Verilen görev 1: Küresel sistem hakkındaki metinde “Bana sorarsanız” sözleriyle başlayan paragrafı, temel bilgilerini koruyarak kısa bir madde listesine dönüştürün.
Verilen görev 2: Küresel sistem hakkındaki metni kaldığı yerden sürdürün.

Verilen metin:
Yeni bir küresel, siyasal mimarinin ortaya konulmasının şart olduğunu ifade eden Kurtulmuş, bunun için Birleşmiş Milletler sistemi başta olmak üzere küresel sistemin bütün kuruluşlarının yeni baştan dizayn edilmesi gerektiğini ifade etti.

Kurtulmuş, şöyle konuştu:

“Bana sorarsanız, tamirat tadilatla uğraşmak yerine, şimdi bu 8 milyar insan bir asır evvel 2 milyar insan için kurulan, o günkü 51 ülke için kurulan sistem yerine yeniden A'dan Z'ye yeni ve adil bir dünya sistemini inşa etmelidir. Bu sistemin artık yürümez olduğu için fazla söz söylemeye gerek yok. Bu 8 milyar insanın her gün sosyal medyasıyla, medya kuruluşlarıyla, geleneksel medyasıyla izlediği Gazze sistemin aynası durumundadır. Herkese, görmek istemeyen gözlere ve gönüllere bile insanlığın bittiğini ve dünya sisteminin çalışmadığını açık bir şekilde göstermektedir. Onun için diyoruz ki, bu küresel adalet vizyonumuzun ilk şartı olan yeni bir siyasal mimariye başlanmalı ve insanlığın beklentisi böylece sağlanmalıdır. Çünkü uluslararası sistemin ilk kurallarından birisi meşruiyettir.”

[Nokta işaretleme kayıtları]

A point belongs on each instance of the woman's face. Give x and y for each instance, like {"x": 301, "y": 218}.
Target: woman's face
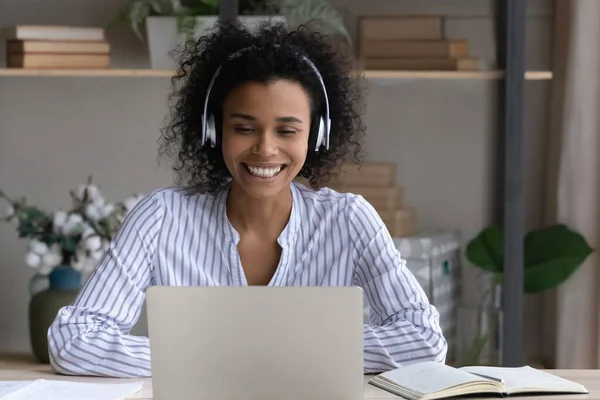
{"x": 265, "y": 135}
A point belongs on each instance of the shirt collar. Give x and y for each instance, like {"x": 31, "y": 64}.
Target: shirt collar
{"x": 287, "y": 237}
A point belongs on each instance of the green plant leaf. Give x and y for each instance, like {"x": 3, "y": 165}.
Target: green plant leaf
{"x": 485, "y": 250}
{"x": 298, "y": 12}
{"x": 552, "y": 255}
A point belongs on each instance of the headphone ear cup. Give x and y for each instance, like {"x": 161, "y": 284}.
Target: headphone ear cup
{"x": 211, "y": 131}
{"x": 320, "y": 134}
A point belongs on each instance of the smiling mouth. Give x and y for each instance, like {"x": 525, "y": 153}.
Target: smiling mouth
{"x": 264, "y": 172}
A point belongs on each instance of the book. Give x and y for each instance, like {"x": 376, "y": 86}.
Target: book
{"x": 382, "y": 198}
{"x": 414, "y": 48}
{"x": 370, "y": 174}
{"x": 53, "y": 32}
{"x": 33, "y": 60}
{"x": 401, "y": 28}
{"x": 431, "y": 380}
{"x": 66, "y": 390}
{"x": 422, "y": 64}
{"x": 56, "y": 47}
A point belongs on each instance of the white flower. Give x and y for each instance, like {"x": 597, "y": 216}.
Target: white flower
{"x": 93, "y": 243}
{"x": 91, "y": 191}
{"x": 37, "y": 247}
{"x": 51, "y": 259}
{"x": 72, "y": 226}
{"x": 45, "y": 269}
{"x": 59, "y": 220}
{"x": 32, "y": 260}
{"x": 92, "y": 212}
{"x": 87, "y": 231}
{"x": 106, "y": 210}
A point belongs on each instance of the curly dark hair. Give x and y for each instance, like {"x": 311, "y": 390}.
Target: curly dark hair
{"x": 271, "y": 52}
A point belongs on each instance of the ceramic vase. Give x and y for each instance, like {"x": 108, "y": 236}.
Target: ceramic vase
{"x": 62, "y": 286}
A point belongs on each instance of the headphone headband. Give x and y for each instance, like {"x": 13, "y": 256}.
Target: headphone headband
{"x": 209, "y": 133}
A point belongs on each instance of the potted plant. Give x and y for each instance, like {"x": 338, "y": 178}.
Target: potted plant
{"x": 63, "y": 246}
{"x": 169, "y": 23}
{"x": 551, "y": 255}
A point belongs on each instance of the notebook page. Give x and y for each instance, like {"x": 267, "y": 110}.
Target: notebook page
{"x": 7, "y": 387}
{"x": 429, "y": 377}
{"x": 64, "y": 390}
{"x": 528, "y": 378}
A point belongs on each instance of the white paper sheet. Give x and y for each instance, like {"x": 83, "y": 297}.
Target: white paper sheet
{"x": 64, "y": 390}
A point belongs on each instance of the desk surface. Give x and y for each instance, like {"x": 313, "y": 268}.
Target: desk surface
{"x": 23, "y": 368}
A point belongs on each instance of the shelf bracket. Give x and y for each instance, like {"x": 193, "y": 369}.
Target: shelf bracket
{"x": 511, "y": 58}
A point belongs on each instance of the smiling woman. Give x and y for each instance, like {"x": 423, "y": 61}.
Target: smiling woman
{"x": 254, "y": 112}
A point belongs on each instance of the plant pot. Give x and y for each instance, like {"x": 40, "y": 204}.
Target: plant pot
{"x": 164, "y": 38}
{"x": 63, "y": 284}
{"x": 479, "y": 336}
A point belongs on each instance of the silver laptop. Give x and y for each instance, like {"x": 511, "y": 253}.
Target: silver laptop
{"x": 257, "y": 342}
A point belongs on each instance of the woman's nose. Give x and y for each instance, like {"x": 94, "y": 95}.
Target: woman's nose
{"x": 266, "y": 145}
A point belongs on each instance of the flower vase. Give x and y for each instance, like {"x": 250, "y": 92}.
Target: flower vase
{"x": 63, "y": 284}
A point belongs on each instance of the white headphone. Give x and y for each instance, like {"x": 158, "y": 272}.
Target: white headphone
{"x": 209, "y": 130}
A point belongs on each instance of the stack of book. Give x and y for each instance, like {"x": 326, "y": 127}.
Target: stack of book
{"x": 411, "y": 43}
{"x": 376, "y": 182}
{"x": 52, "y": 46}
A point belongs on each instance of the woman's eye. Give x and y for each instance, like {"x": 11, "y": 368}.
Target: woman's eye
{"x": 243, "y": 130}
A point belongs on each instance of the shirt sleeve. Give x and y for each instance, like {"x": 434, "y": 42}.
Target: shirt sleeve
{"x": 92, "y": 336}
{"x": 404, "y": 327}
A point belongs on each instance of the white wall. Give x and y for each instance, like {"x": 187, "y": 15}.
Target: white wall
{"x": 56, "y": 131}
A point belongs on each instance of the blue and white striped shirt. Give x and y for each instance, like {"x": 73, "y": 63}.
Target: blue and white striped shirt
{"x": 175, "y": 236}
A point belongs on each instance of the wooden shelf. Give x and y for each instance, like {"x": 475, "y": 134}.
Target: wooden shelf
{"x": 473, "y": 75}
{"x": 383, "y": 74}
{"x": 87, "y": 72}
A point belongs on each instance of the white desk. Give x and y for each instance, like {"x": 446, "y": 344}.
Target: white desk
{"x": 23, "y": 368}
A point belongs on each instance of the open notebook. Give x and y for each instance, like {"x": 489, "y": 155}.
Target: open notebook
{"x": 42, "y": 389}
{"x": 432, "y": 380}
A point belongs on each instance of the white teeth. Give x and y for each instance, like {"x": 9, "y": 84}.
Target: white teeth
{"x": 264, "y": 172}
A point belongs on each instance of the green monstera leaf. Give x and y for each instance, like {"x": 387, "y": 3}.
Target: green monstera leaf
{"x": 552, "y": 255}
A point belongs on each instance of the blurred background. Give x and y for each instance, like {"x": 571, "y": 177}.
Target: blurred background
{"x": 84, "y": 91}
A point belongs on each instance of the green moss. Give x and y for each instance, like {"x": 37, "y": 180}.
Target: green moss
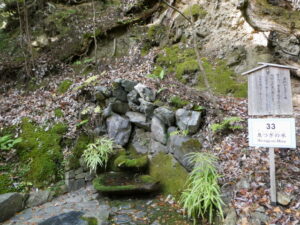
{"x": 156, "y": 33}
{"x": 81, "y": 144}
{"x": 177, "y": 102}
{"x": 90, "y": 220}
{"x": 222, "y": 79}
{"x": 6, "y": 184}
{"x": 192, "y": 145}
{"x": 147, "y": 179}
{"x": 177, "y": 60}
{"x": 58, "y": 113}
{"x": 64, "y": 86}
{"x": 227, "y": 125}
{"x": 187, "y": 67}
{"x": 41, "y": 150}
{"x": 171, "y": 175}
{"x": 131, "y": 162}
{"x": 196, "y": 10}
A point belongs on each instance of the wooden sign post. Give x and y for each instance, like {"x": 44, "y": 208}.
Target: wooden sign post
{"x": 269, "y": 94}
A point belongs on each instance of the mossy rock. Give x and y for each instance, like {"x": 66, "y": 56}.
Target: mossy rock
{"x": 131, "y": 161}
{"x": 41, "y": 150}
{"x": 177, "y": 102}
{"x": 81, "y": 143}
{"x": 125, "y": 183}
{"x": 90, "y": 220}
{"x": 58, "y": 113}
{"x": 64, "y": 86}
{"x": 171, "y": 175}
{"x": 6, "y": 184}
{"x": 196, "y": 10}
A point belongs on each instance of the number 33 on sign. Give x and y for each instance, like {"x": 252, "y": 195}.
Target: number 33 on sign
{"x": 272, "y": 132}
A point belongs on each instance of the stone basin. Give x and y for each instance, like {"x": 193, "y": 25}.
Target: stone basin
{"x": 125, "y": 183}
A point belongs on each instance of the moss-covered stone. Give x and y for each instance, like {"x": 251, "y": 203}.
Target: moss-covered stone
{"x": 196, "y": 10}
{"x": 171, "y": 175}
{"x": 177, "y": 102}
{"x": 58, "y": 113}
{"x": 131, "y": 163}
{"x": 6, "y": 184}
{"x": 125, "y": 183}
{"x": 41, "y": 149}
{"x": 130, "y": 160}
{"x": 90, "y": 220}
{"x": 64, "y": 86}
{"x": 82, "y": 141}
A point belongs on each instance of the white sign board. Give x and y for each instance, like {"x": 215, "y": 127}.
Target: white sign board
{"x": 272, "y": 132}
{"x": 269, "y": 92}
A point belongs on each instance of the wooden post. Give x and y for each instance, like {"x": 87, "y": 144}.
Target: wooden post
{"x": 272, "y": 177}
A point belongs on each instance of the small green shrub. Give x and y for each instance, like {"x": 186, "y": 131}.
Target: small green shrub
{"x": 77, "y": 151}
{"x": 177, "y": 102}
{"x": 202, "y": 196}
{"x": 58, "y": 113}
{"x": 6, "y": 184}
{"x": 64, "y": 86}
{"x": 97, "y": 153}
{"x": 227, "y": 125}
{"x": 7, "y": 142}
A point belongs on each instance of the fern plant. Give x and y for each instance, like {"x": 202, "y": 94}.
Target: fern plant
{"x": 7, "y": 142}
{"x": 202, "y": 197}
{"x": 97, "y": 153}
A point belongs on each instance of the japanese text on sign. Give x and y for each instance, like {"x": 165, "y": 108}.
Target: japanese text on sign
{"x": 272, "y": 132}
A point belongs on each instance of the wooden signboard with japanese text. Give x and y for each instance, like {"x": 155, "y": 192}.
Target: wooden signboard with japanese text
{"x": 269, "y": 92}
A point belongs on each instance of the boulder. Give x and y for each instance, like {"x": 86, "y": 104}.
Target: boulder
{"x": 146, "y": 107}
{"x": 119, "y": 183}
{"x": 145, "y": 92}
{"x": 128, "y": 85}
{"x": 188, "y": 120}
{"x": 138, "y": 119}
{"x": 101, "y": 93}
{"x": 119, "y": 107}
{"x": 158, "y": 130}
{"x": 119, "y": 93}
{"x": 166, "y": 115}
{"x": 107, "y": 112}
{"x": 38, "y": 198}
{"x": 133, "y": 97}
{"x": 10, "y": 203}
{"x": 74, "y": 185}
{"x": 119, "y": 129}
{"x": 141, "y": 141}
{"x": 131, "y": 162}
{"x": 156, "y": 147}
{"x": 73, "y": 217}
{"x": 180, "y": 146}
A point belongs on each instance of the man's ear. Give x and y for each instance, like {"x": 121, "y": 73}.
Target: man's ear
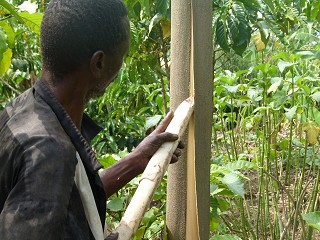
{"x": 97, "y": 63}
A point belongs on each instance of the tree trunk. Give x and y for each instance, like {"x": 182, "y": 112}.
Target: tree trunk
{"x": 188, "y": 199}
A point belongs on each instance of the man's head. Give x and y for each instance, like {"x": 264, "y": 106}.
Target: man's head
{"x": 72, "y": 31}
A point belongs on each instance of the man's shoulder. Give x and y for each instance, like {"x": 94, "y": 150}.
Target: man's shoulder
{"x": 28, "y": 117}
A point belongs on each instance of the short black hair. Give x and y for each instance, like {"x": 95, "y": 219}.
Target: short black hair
{"x": 72, "y": 30}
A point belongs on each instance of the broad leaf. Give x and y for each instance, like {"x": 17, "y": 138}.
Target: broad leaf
{"x": 234, "y": 183}
{"x": 115, "y": 204}
{"x": 240, "y": 164}
{"x": 221, "y": 35}
{"x": 316, "y": 96}
{"x": 9, "y": 32}
{"x": 11, "y": 9}
{"x": 33, "y": 21}
{"x": 3, "y": 41}
{"x": 292, "y": 111}
{"x": 5, "y": 62}
{"x": 152, "y": 121}
{"x": 282, "y": 65}
{"x": 225, "y": 237}
{"x": 312, "y": 219}
{"x": 154, "y": 21}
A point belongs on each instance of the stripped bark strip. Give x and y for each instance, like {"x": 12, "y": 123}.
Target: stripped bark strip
{"x": 153, "y": 173}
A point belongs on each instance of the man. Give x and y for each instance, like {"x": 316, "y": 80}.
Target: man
{"x": 42, "y": 131}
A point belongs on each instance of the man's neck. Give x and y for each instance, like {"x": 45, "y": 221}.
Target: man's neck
{"x": 71, "y": 91}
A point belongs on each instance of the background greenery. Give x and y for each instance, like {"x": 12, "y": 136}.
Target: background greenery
{"x": 265, "y": 155}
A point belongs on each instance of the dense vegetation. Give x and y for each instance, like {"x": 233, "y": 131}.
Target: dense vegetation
{"x": 266, "y": 122}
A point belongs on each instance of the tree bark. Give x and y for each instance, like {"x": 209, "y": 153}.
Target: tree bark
{"x": 153, "y": 174}
{"x": 188, "y": 198}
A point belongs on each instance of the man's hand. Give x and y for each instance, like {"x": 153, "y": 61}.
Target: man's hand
{"x": 119, "y": 174}
{"x": 146, "y": 149}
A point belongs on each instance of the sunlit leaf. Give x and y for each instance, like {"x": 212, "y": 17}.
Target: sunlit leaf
{"x": 312, "y": 219}
{"x": 240, "y": 164}
{"x": 221, "y": 35}
{"x": 274, "y": 86}
{"x": 316, "y": 96}
{"x": 166, "y": 28}
{"x": 225, "y": 237}
{"x": 154, "y": 21}
{"x": 260, "y": 45}
{"x": 33, "y": 21}
{"x": 282, "y": 65}
{"x": 152, "y": 121}
{"x": 234, "y": 183}
{"x": 11, "y": 9}
{"x": 115, "y": 204}
{"x": 291, "y": 113}
{"x": 9, "y": 32}
{"x": 312, "y": 131}
{"x": 5, "y": 62}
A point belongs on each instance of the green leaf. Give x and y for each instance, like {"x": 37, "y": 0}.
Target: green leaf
{"x": 107, "y": 160}
{"x": 282, "y": 65}
{"x": 9, "y": 32}
{"x": 292, "y": 111}
{"x": 225, "y": 237}
{"x": 240, "y": 29}
{"x": 274, "y": 86}
{"x": 156, "y": 18}
{"x": 162, "y": 6}
{"x": 240, "y": 164}
{"x": 5, "y": 62}
{"x": 316, "y": 96}
{"x": 115, "y": 204}
{"x": 232, "y": 89}
{"x": 11, "y": 9}
{"x": 312, "y": 219}
{"x": 234, "y": 183}
{"x": 33, "y": 21}
{"x": 3, "y": 41}
{"x": 221, "y": 35}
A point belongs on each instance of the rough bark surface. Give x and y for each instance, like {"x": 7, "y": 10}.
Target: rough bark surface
{"x": 191, "y": 74}
{"x": 153, "y": 173}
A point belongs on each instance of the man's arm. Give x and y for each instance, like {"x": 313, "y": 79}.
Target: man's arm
{"x": 119, "y": 174}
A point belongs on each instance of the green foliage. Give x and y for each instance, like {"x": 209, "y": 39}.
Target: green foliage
{"x": 312, "y": 219}
{"x": 266, "y": 109}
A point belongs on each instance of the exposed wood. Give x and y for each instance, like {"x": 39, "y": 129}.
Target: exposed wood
{"x": 179, "y": 90}
{"x": 153, "y": 173}
{"x": 203, "y": 94}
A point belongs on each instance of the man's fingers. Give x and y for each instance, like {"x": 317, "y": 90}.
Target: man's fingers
{"x": 164, "y": 123}
{"x": 167, "y": 137}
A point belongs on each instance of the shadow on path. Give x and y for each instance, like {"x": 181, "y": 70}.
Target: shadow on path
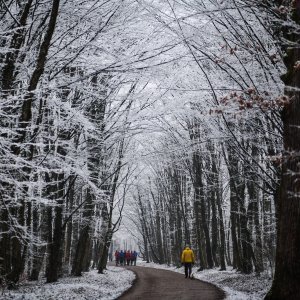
{"x": 154, "y": 284}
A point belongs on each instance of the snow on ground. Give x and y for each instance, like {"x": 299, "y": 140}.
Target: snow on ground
{"x": 236, "y": 285}
{"x": 91, "y": 286}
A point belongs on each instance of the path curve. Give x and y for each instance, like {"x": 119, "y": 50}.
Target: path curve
{"x": 151, "y": 284}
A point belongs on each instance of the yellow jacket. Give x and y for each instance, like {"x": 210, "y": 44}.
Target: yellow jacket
{"x": 187, "y": 255}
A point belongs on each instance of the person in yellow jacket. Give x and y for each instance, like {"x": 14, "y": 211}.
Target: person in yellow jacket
{"x": 187, "y": 259}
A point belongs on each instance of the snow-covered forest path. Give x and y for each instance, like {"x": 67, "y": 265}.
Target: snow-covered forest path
{"x": 162, "y": 284}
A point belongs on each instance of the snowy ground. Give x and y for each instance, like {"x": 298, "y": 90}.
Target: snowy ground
{"x": 237, "y": 286}
{"x": 115, "y": 281}
{"x": 90, "y": 286}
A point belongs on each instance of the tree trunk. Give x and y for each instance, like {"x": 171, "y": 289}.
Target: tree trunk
{"x": 287, "y": 268}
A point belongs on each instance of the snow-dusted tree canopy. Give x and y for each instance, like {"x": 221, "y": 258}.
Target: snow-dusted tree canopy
{"x": 162, "y": 117}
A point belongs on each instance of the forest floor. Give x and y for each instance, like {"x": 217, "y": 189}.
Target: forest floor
{"x": 236, "y": 285}
{"x": 90, "y": 285}
{"x": 116, "y": 281}
{"x": 154, "y": 284}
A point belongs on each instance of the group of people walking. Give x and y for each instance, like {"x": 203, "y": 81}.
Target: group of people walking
{"x": 128, "y": 258}
{"x": 124, "y": 258}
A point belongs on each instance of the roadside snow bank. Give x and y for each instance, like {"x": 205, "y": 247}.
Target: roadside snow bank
{"x": 236, "y": 285}
{"x": 91, "y": 286}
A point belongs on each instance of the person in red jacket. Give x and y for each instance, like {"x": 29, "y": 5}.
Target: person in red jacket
{"x": 187, "y": 259}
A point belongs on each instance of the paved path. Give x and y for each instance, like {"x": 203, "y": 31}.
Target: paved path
{"x": 152, "y": 284}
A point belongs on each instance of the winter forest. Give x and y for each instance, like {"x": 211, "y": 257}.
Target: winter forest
{"x": 178, "y": 119}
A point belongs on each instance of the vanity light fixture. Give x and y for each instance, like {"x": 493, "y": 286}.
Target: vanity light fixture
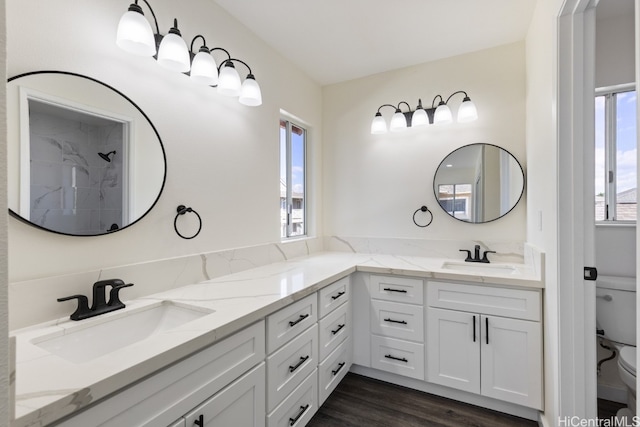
{"x": 438, "y": 115}
{"x": 136, "y": 36}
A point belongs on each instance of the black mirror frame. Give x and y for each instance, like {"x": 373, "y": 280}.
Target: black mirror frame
{"x": 435, "y": 191}
{"x": 164, "y": 154}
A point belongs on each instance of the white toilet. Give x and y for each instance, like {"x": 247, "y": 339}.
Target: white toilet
{"x": 616, "y": 315}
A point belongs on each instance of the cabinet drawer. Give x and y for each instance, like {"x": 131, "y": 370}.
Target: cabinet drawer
{"x": 397, "y": 320}
{"x": 397, "y": 356}
{"x": 241, "y": 404}
{"x": 289, "y": 366}
{"x": 298, "y": 408}
{"x": 399, "y": 289}
{"x": 505, "y": 302}
{"x": 285, "y": 324}
{"x": 164, "y": 397}
{"x": 333, "y": 330}
{"x": 332, "y": 370}
{"x": 330, "y": 297}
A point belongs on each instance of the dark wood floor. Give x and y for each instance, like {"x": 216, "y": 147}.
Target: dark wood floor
{"x": 607, "y": 409}
{"x": 360, "y": 401}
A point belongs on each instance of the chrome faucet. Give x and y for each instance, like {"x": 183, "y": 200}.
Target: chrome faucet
{"x": 476, "y": 255}
{"x": 99, "y": 304}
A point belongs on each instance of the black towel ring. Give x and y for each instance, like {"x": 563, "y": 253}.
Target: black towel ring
{"x": 423, "y": 209}
{"x": 181, "y": 211}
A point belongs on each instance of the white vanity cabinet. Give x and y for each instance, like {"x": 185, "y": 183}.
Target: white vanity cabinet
{"x": 241, "y": 404}
{"x": 292, "y": 375}
{"x": 486, "y": 340}
{"x": 335, "y": 336}
{"x": 397, "y": 325}
{"x": 168, "y": 395}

Alıştırma sonucu 1:
- Tamirat ve tadilat yerine, 8 milyar insan A'dan Z'ye yeni ve adil bir dünya sistemi kurmalıdır. Bu sistem, bir asır önce 2 milyar insan ve 51 ülke için kurulan sistemin yerini almalıdır.
- Mevcut sistemin artık yürümediği konusunda fazla söze gerek yoktur.
- Gazze, 8 milyar insanın her gün sosyal, geleneksel ve diğer medya aracılığıyla izlediği, sistemin aynasıdır.
- Gazze, görmek istemeyenlere bile insanlığın bittiğini ve dünya sisteminin çalışmadığını açıkça göstermektedir.
- Bu nedenle, küresel adalet vizyonunun ilk şartı olan yeni bir siyasal mimariye başlanmalı ve insanlığın beklentisi karşılanmalıdır.
- Uluslararası sistemin ilk kurallarından biri meşruiyettir.

Alıştırma sonucu 2:
 “Dünyada ekonomik adaletsizliğe karşı bir şeylerin yanlış gittiğini biliyoruz”

Uluslararası alanda küresel adalet arayışının ikinci ayağını ise ekonomi alanındaki adaletsizliklerin oluşturduğunu belirten Kurtulmuş, şunları kaydetti:

“Ekonomik adaletsizliğe karşı bir şeylerin yanlış gittiğini, bir şeylerin ekonomi alanında da aynen siyaset alanında olduğu gibi yanlış iliklendiğini biliyoruz. Bugün dünyada insani yardımlardan, insani felaketlerden bahsediyoruz. Türkiye olarak övünçle ifade edebiliriz ki dünyada milli gelirine oranla insani yardımlarda dünyanın ilk 3 ülkesinden birisiyiz. Ancak dünyadaki bütün bu insani yardım tezlerine rağmen 700 milyon insanın 2 dolardan aşağı günlük geçimle karşı karşıya kalmak zorunda olduğunu acı bir şekilde takip ediyoruz. Dünyanın 8'de 1’inin temiz suya erişiminin olmadığını biliyoruz. Yoksulluk ve adaletsizliğin dünyanın her yerinde hakim olduğunu görüyoruz.

Bunlar sadece hükümetlerin yanlış politikalarının sonucu değildir. Bunlar dünyada ekonomi alanında da işlerin yanlış gittiğinin göstergesidir. Bu kadar büyük zenginliklere sahip olan ülkelerin hem de 21. yüzyılı artık epey ilerlediğimiz bu dönemde dünyanın büyük güçleri tarafından nasıl kaynaklarının yağmalanmak için harekete geçildiğini görüyorsunuz.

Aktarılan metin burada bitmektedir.